— Aufgaben —
[a] Gib den Absatz des Textauszugs, der mit „Die Nachbarn haben nie gefragt“ beginnt, als knappe Stichpunktliste wieder.
[b] Übersetze aus dem Textauszug den Satz „Leo kommuniziert in Lauten, er summt auch oft laut vor sich hin, das beruhigt ihn.“ ins Englische.
[c] Führe den Text über Leo und die Nachbarn im Anschluss an seinen letzten Satz fort.

— Textauszug —
=====

Die Mutter eines Kindes mit Autismus spricht: “Ein Nachbar hat Wasser auf meinen Sohn geschüttet”
Ich verstehe nicht, wie Menschen so grausam sein können. Wie kann jemand einfach auf den Balkon gehen und Wasser auf ein Kind mit Autismus schütten, das im Garten darunter ist?
Und die Laute, die mein Sohn von sich gibt, können die Anrainer auch nicht schon seit Ewigkeiten gestört haben: Leo ist ja nur vier Tage im Monat und drei Wochen zusätzlich im Sommer bei seinem Vater und in dessen Gartenwohnung.
Nachbarn fragten nie nach, was eigentlich los ist
Die Nachbarn haben nie gefragt, was eigentlich los ist. Davor haben sie aber schon einmal das Jugendamt eingeschaltet. Gut, sie wussten damals ja vielleicht noch nichts über den Autismus meines Sohnes und dass er deshalb nicht sprechen kann. Leo kommuniziert in Lauten, er summt auch oft laut vor sich hin, das beruhigt ihn.
Jetzt aber wissen sie definitiv, was mit meinem Sohn los ist. Verständnis haben sie dafür nicht. Einmal fanden wir einen Zettel im Postkasten, unterzeichnet von der Hausgemeinschaft: “Bitte können Sie ihrem Sohn ein Beruhigungsmittel geben, damit dieses laute, tierische Geheule ein Ende hat?”

=====

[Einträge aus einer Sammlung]

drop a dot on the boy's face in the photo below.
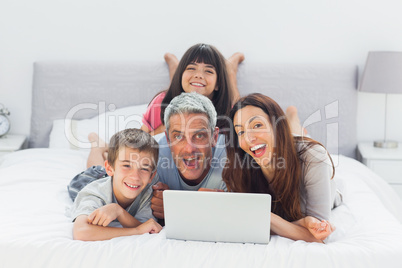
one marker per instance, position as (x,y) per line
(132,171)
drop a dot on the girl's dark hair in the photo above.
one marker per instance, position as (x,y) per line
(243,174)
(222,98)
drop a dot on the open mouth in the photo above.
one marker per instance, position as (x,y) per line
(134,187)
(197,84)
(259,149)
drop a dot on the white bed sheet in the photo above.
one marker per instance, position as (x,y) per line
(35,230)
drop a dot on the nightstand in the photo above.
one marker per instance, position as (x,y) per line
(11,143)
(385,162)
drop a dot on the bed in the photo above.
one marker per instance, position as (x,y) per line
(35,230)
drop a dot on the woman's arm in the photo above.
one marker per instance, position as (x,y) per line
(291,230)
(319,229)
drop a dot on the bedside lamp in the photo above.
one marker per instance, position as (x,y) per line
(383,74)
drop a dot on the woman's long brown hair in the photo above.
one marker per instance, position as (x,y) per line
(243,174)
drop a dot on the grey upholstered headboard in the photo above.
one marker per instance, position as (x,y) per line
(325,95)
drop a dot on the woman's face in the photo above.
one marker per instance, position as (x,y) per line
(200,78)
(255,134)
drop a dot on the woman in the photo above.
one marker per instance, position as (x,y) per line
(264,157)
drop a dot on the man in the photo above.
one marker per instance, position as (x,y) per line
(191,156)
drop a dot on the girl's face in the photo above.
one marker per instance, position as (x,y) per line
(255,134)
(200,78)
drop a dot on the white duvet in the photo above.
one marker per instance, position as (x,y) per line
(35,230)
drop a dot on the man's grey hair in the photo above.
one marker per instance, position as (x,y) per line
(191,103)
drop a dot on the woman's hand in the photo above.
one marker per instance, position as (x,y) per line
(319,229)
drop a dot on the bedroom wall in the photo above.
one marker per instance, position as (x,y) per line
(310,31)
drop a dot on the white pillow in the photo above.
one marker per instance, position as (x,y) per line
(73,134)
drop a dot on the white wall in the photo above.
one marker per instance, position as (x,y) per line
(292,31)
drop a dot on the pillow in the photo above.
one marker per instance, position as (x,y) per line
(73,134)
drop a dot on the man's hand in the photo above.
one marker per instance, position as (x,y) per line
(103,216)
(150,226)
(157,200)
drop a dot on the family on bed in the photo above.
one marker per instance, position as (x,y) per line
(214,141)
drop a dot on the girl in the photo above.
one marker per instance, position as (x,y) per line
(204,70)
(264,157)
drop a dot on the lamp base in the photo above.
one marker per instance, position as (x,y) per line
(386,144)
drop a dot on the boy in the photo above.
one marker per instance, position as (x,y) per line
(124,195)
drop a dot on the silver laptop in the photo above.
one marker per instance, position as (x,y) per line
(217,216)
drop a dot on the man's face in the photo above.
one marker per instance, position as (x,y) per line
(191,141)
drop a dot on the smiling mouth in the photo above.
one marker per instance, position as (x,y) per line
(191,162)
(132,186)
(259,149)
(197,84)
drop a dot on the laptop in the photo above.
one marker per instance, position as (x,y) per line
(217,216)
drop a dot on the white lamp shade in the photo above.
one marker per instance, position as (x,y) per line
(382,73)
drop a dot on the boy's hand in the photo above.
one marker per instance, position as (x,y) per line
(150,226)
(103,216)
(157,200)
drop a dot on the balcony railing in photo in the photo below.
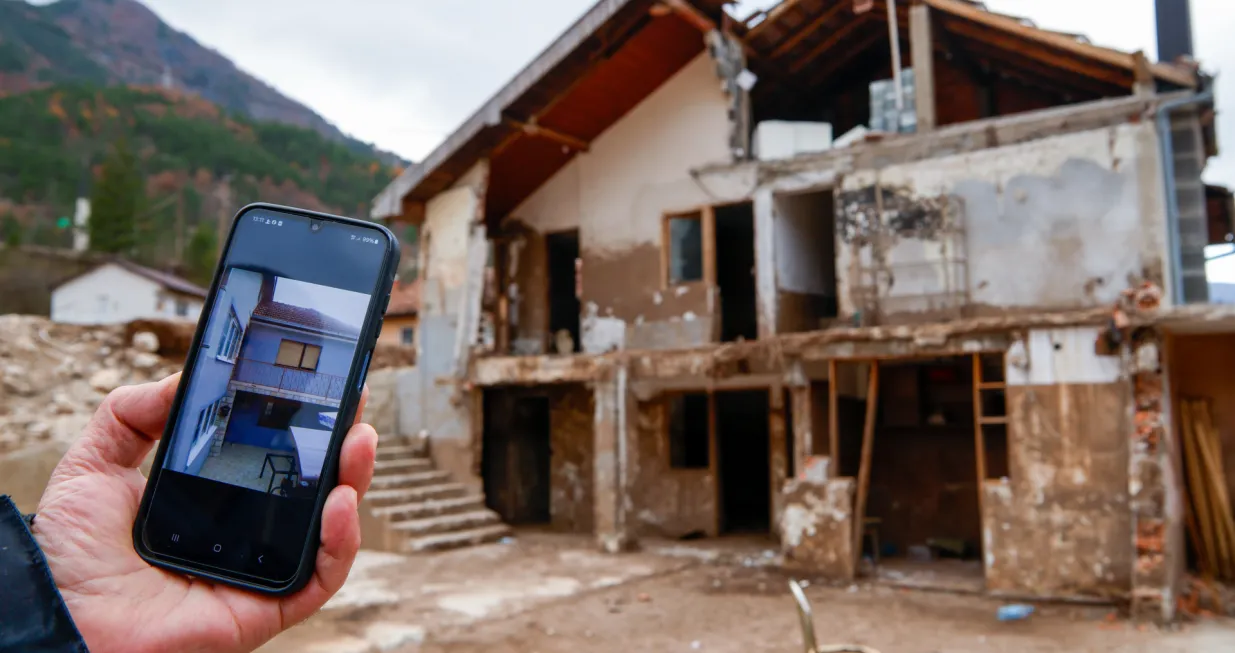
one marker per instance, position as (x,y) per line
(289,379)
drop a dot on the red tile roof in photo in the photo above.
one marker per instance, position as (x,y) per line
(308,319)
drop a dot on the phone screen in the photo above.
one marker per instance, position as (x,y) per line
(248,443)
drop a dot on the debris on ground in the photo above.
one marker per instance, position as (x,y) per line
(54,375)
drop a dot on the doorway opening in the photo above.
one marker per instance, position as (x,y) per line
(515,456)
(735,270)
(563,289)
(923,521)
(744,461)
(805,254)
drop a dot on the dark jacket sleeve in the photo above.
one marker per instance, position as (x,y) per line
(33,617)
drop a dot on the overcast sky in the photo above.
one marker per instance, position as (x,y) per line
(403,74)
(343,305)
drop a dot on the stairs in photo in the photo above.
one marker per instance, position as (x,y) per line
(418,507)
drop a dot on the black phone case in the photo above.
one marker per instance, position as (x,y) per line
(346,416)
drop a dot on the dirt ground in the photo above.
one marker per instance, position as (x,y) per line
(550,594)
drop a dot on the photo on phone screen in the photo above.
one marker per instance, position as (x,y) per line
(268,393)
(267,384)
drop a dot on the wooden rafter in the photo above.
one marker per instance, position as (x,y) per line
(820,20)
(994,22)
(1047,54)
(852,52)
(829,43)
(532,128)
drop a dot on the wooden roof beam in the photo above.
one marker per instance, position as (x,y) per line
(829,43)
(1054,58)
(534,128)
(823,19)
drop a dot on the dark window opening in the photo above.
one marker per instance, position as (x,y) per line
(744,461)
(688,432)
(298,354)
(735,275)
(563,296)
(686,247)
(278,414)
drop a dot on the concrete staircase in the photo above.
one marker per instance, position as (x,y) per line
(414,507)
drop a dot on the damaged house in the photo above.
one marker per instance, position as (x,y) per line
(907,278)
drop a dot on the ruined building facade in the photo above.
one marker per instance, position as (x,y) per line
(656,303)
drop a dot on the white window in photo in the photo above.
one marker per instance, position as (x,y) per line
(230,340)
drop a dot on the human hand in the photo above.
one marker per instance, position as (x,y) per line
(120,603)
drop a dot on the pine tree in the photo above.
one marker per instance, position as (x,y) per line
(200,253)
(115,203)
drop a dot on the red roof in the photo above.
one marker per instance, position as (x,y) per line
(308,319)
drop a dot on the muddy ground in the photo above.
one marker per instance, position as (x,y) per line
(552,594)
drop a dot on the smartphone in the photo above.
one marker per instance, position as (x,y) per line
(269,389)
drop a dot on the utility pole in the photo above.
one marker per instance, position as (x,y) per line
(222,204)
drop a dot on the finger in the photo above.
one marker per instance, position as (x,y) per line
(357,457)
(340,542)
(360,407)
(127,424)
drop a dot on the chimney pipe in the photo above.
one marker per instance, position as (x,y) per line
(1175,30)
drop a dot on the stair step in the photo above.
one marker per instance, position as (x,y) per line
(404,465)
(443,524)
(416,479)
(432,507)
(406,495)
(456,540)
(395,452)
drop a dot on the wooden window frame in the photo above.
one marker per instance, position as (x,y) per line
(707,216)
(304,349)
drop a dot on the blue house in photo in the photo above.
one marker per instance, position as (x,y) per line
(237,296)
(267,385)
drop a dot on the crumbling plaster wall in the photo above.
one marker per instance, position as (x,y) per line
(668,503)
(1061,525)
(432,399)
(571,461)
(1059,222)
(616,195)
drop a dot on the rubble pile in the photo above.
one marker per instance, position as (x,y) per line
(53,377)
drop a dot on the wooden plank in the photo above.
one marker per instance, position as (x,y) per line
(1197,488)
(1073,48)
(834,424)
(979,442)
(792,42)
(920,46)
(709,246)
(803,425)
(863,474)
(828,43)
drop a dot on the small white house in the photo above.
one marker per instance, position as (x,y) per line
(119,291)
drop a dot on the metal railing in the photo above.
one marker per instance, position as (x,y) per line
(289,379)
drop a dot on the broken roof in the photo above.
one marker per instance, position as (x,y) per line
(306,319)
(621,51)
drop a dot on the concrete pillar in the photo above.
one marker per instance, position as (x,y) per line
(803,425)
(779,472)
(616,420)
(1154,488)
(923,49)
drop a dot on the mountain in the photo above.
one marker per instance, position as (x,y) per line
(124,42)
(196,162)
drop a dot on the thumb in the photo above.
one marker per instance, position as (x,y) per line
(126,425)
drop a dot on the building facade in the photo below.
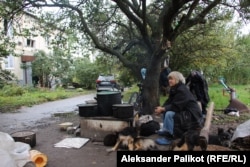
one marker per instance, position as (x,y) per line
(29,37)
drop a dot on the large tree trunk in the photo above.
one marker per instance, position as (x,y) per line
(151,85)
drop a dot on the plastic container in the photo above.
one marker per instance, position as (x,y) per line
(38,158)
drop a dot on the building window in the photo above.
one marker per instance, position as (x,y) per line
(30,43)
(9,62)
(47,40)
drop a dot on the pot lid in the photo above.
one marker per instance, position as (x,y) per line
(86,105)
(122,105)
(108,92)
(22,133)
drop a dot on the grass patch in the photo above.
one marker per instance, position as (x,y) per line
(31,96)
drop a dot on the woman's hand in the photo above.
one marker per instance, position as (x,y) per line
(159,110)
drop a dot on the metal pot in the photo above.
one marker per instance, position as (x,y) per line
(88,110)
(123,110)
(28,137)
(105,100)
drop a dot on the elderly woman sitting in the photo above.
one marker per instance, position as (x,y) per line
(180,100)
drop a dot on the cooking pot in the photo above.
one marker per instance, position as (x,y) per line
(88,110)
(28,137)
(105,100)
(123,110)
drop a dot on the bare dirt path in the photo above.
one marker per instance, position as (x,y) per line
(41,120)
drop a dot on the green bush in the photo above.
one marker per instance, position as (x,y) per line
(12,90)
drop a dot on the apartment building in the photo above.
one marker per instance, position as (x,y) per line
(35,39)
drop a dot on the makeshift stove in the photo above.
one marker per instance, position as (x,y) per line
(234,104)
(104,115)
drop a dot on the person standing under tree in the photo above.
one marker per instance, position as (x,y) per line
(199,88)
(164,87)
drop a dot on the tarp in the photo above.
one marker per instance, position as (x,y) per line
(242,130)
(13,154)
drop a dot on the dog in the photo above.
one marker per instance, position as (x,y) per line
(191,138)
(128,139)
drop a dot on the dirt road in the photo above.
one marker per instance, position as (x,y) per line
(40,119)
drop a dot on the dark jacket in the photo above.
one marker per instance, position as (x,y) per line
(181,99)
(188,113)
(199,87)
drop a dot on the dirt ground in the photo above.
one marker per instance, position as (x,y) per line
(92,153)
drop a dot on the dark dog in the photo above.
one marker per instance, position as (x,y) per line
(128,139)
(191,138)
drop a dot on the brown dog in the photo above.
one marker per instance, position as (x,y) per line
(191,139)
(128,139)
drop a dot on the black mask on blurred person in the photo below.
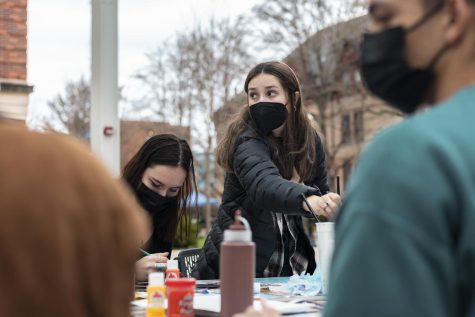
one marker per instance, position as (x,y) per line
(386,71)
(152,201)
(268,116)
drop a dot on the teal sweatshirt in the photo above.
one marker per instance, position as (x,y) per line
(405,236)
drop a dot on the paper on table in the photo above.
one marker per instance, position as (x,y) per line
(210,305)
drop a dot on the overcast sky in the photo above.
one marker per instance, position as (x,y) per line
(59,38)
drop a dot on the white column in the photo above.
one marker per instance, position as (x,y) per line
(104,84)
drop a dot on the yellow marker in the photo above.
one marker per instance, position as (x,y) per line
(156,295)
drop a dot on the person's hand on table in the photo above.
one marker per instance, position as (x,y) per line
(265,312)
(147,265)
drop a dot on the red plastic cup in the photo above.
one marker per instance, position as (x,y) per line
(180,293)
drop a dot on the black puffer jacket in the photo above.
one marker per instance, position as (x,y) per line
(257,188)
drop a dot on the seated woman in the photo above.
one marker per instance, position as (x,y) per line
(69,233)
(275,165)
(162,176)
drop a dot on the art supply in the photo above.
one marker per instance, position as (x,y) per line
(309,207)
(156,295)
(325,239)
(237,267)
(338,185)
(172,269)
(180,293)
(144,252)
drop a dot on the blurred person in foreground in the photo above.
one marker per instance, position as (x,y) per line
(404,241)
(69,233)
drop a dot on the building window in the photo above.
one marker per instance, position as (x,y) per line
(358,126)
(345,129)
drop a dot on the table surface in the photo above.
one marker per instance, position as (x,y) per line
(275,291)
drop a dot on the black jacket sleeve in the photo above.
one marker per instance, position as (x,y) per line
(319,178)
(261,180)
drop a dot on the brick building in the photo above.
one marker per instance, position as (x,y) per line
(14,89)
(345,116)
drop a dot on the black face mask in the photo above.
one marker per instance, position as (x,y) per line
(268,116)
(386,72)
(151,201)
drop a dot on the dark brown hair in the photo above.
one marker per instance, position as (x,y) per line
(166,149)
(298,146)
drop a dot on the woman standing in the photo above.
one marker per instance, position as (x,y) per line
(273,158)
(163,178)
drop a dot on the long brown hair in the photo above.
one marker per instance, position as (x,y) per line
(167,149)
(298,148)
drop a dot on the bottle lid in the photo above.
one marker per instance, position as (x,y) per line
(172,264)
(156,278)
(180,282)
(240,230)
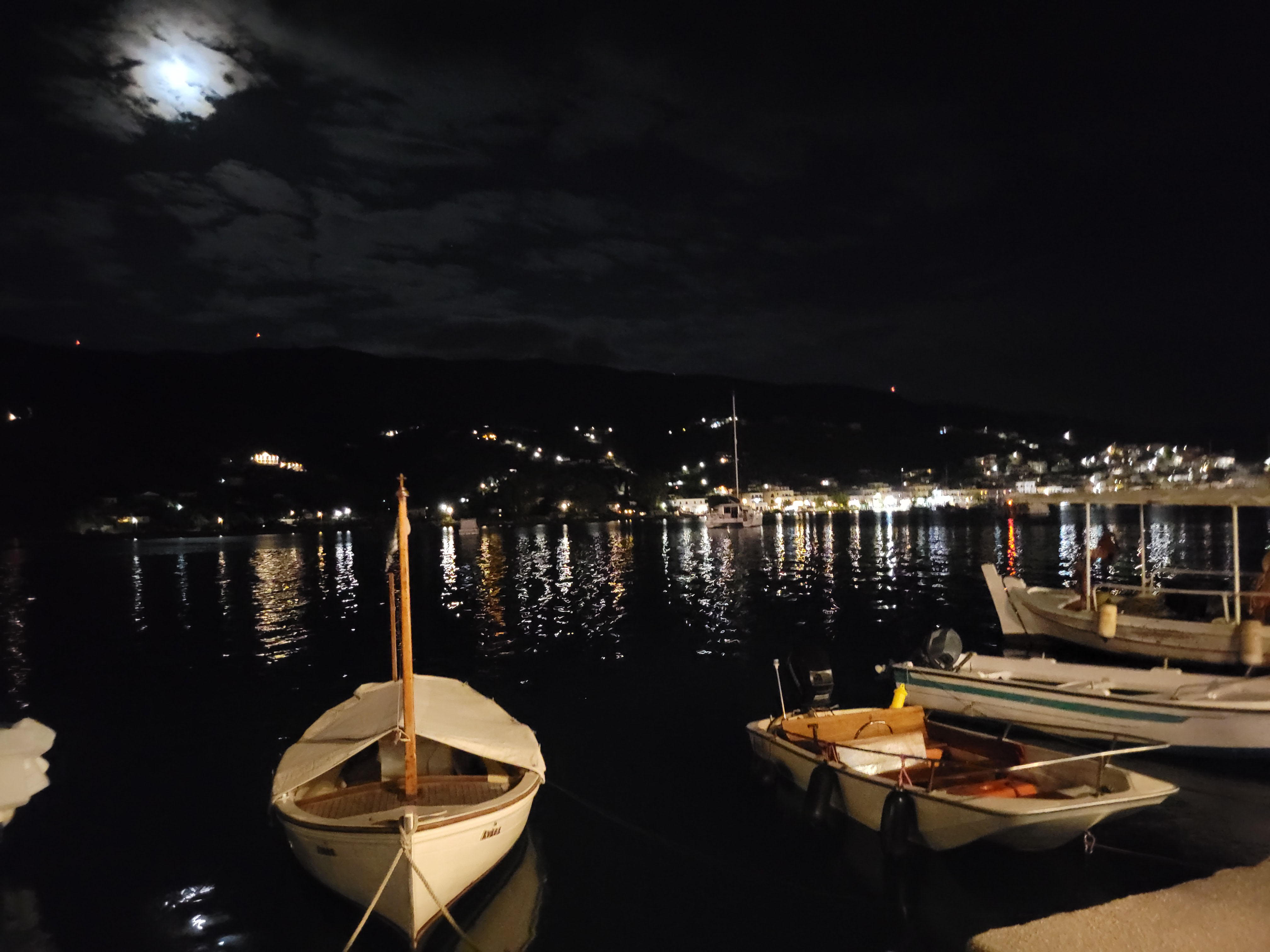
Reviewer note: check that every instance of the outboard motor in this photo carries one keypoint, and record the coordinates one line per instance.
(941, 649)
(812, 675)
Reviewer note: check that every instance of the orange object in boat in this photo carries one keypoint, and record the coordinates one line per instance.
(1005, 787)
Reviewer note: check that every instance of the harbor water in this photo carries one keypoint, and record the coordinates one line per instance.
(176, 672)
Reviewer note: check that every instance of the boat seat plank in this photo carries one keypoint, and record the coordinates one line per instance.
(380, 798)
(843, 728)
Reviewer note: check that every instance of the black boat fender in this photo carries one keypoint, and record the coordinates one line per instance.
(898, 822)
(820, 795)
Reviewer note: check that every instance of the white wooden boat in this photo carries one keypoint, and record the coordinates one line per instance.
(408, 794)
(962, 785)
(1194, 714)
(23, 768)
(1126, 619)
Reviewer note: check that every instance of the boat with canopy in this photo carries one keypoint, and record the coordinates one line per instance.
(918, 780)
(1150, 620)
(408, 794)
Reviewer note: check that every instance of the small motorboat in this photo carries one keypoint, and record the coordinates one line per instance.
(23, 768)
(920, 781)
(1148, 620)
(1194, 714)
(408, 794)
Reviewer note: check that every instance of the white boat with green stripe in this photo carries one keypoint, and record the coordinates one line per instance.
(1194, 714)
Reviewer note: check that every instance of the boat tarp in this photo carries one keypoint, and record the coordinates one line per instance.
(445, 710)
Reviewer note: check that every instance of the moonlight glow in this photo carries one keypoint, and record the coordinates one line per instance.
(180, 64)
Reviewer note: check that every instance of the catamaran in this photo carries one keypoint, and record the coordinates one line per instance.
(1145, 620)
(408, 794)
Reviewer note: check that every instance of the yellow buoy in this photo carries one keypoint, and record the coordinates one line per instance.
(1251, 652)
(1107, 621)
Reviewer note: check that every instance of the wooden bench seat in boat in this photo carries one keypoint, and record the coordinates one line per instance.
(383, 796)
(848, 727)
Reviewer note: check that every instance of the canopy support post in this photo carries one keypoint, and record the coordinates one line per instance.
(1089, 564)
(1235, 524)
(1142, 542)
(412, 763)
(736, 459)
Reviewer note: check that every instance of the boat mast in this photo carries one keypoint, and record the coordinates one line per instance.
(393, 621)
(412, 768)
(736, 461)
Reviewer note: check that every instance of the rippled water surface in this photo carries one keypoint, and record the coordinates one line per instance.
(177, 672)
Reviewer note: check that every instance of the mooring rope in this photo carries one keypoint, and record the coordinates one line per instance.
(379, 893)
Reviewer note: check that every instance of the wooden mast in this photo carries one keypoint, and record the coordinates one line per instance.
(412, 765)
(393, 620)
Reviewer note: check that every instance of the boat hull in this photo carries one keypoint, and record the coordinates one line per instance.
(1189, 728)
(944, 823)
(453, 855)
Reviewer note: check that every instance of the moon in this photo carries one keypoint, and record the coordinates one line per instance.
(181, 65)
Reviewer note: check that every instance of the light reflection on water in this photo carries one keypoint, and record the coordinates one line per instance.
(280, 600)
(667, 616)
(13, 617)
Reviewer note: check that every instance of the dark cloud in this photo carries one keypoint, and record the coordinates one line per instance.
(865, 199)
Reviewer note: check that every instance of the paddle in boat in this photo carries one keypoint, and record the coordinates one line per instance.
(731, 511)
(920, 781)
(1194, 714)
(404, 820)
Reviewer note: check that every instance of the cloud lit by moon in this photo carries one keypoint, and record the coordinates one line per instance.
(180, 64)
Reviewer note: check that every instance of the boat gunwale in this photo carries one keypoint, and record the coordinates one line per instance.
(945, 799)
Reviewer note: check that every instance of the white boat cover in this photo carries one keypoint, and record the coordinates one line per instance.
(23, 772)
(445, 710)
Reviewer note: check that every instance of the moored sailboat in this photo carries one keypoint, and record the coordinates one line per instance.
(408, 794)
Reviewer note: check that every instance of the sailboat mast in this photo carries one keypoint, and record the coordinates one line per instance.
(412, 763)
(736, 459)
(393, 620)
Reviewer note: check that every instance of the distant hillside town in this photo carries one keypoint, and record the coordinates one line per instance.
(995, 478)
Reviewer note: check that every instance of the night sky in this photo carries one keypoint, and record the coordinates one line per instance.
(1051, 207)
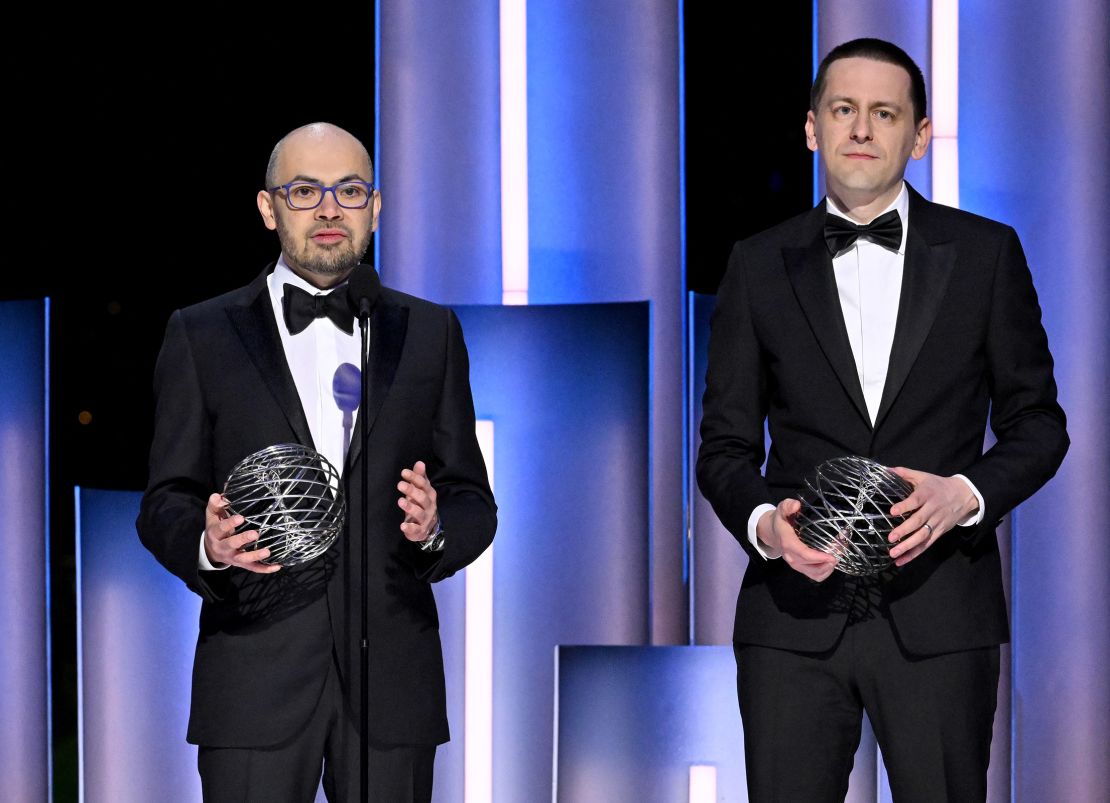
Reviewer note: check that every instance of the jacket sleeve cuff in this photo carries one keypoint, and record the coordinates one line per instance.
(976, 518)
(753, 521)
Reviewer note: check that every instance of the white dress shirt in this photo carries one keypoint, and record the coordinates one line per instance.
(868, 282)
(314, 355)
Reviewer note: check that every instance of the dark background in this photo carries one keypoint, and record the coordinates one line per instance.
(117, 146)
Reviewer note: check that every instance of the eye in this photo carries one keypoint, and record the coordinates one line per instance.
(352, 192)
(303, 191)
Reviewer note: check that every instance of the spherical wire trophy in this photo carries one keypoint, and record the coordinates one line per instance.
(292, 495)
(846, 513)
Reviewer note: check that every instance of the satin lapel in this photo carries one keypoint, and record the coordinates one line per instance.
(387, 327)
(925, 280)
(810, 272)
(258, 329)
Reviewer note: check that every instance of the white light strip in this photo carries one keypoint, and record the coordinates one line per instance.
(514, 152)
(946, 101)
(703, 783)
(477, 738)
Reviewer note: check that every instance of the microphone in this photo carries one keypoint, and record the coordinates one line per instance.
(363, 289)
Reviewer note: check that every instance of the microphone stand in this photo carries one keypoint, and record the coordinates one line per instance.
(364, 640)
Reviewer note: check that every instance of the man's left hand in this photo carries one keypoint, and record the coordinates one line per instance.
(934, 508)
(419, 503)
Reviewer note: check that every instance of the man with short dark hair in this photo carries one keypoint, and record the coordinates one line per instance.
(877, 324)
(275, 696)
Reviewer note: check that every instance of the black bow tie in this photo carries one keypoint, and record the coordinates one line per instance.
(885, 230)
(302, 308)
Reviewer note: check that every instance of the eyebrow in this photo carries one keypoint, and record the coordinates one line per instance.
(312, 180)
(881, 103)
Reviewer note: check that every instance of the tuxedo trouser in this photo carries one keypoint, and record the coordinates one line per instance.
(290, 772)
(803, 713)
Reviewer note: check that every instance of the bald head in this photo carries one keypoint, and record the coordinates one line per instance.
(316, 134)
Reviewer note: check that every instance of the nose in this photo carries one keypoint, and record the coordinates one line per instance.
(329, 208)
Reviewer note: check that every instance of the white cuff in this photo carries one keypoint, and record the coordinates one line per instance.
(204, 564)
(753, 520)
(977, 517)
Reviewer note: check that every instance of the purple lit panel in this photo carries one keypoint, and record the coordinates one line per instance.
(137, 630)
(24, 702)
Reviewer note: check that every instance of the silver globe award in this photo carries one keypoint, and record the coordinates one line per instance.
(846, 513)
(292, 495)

=====

— Ergebnisse —
[a]
- Die Nachbarn fragten nie, was eigentlich los ist.
- Zuvor hatten sie schon einmal das Jugendamt eingeschaltet.
- Damals wussten sie vielleicht noch nichts vom Autismus des Sohnes und dass er deshalb nicht sprechen kann.
- Leo kommuniziert in Lauten und summt oft laut vor sich hin, was ihn beruhigt.

[b] Leo communicates in sounds; he also often hums loudly to himself, which calms him.

[c]
Sohn war völlig geschockt
Mein Ex-Mann lässt meinen Sohn kaum mehr in den Garten. Der war nach der Wasser-Attacke völlig verstört. Für den Nachbarn, der Wasser über Leo geschüttet hat, könnte dieses Vorgehen übrigens ein Kündigungsgrund für den Mietvertrag sein – wegen sogenannten “unleidlichen Verhaltens”. Kinderlärm ist zu dulden, auch wenn mein Sohn spezielle Geräusche macht.
Zu wenig Aufklärung über Autismus
Wir wollen nicht rechtlich gegen die Nachbarn vorgehen. Aber ich finde, dass die Leute viel besser aufgeklärt werden müssen, über Autismus oder ähnliche Entwicklungsstörungen wie das Asperger-Syndrom. Immerhin sind in Österreich fast 50.000 Kinder betroffen.
Es fängt schon damit an, dass die meisten Kinderärzte zu wenig über Autismus und seine vielfältigen Formen und Ausprägungen Bescheid wissen und frühe Symptome oft gar nicht erkennen. Bereits zur Diagnose ist es oft ein langer Weg. Das war auch bei uns so. Leo entwickelte im Kindergarten Verhaltensstörungen, damals war uns klar, dass etwas nicht stimmt. Wir mussten aber ein halbes Jahr auf die Testung und die Diagnose frühkindlicher Autismus warten. Seine Sprachfähigkeit verlor er später.
Zu wenig Hilfe für autistische Kinder und Eltern
Generell müsste es viel mehr Therapiemöglichkeiten und Unterstützungsangebote für autistische Kinder und deren Eltern geben. In den USA gibt es teilweise bis zu dreißig Stunden Therapie pro Woche für Kinder mit Autismus. In Österreich muss man oft froh sein, wenn es einmal die Woche eine Stunde erhält. Die Wartelisten auf Kassenplätze sind oft sehr lang. Außerdem ist meiner Meinung nach mit einer Stunde Musiktherapie auch wenig gewonnen.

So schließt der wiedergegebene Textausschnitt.